● What you need to do: Within this material, find every line where the string "instance" appears, and copy it out.
-------- Data listing
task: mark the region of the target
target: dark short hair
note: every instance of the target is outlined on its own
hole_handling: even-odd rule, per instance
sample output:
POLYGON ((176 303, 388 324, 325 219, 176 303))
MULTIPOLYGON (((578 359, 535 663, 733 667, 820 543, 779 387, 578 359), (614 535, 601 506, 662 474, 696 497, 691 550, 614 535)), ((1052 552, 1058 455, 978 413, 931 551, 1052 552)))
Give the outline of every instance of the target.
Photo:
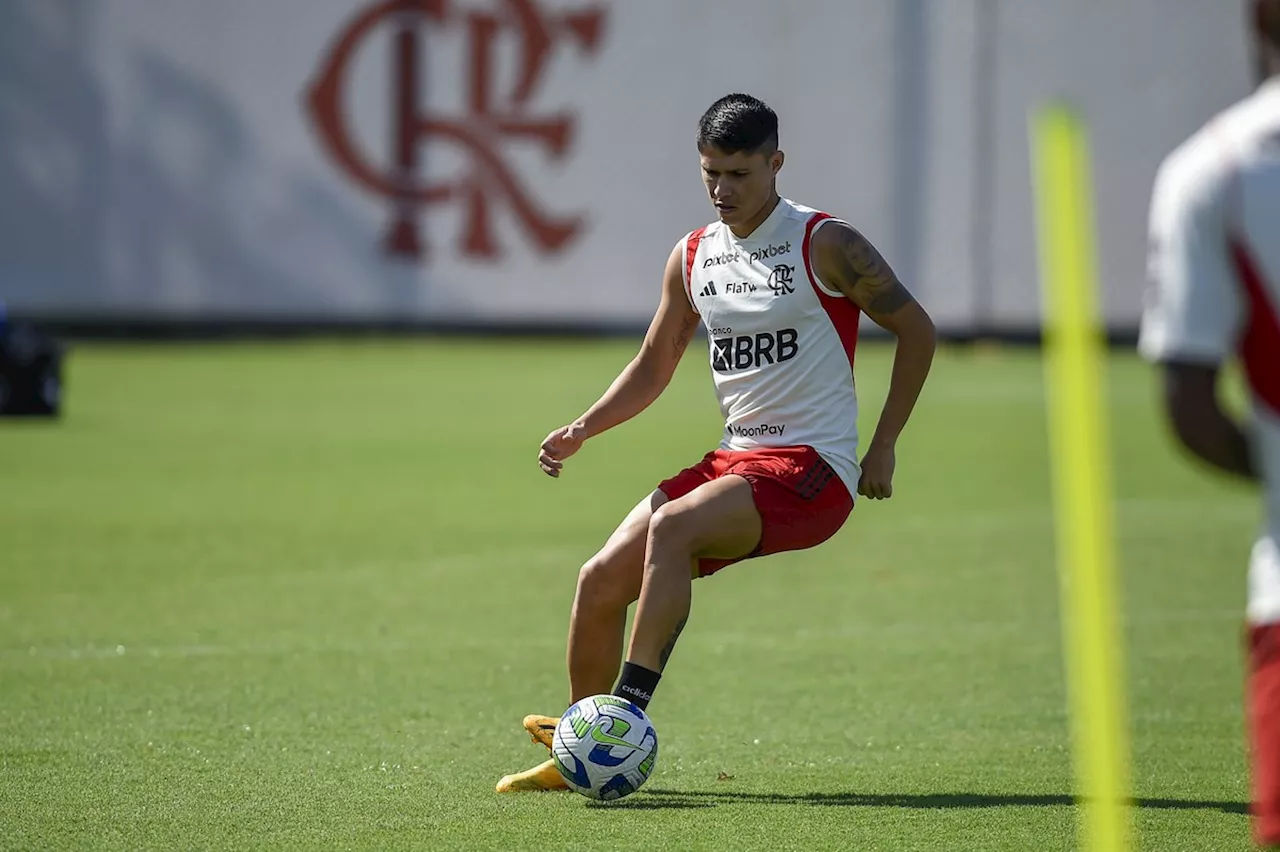
POLYGON ((759 98, 725 95, 698 121, 698 150, 705 148, 772 154, 778 149, 778 115, 759 98))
----------------
● Reply:
note: every instance of the target is outlined on its own
hole_handling: even-odd rule, per instance
Give the outline of every instance of the target.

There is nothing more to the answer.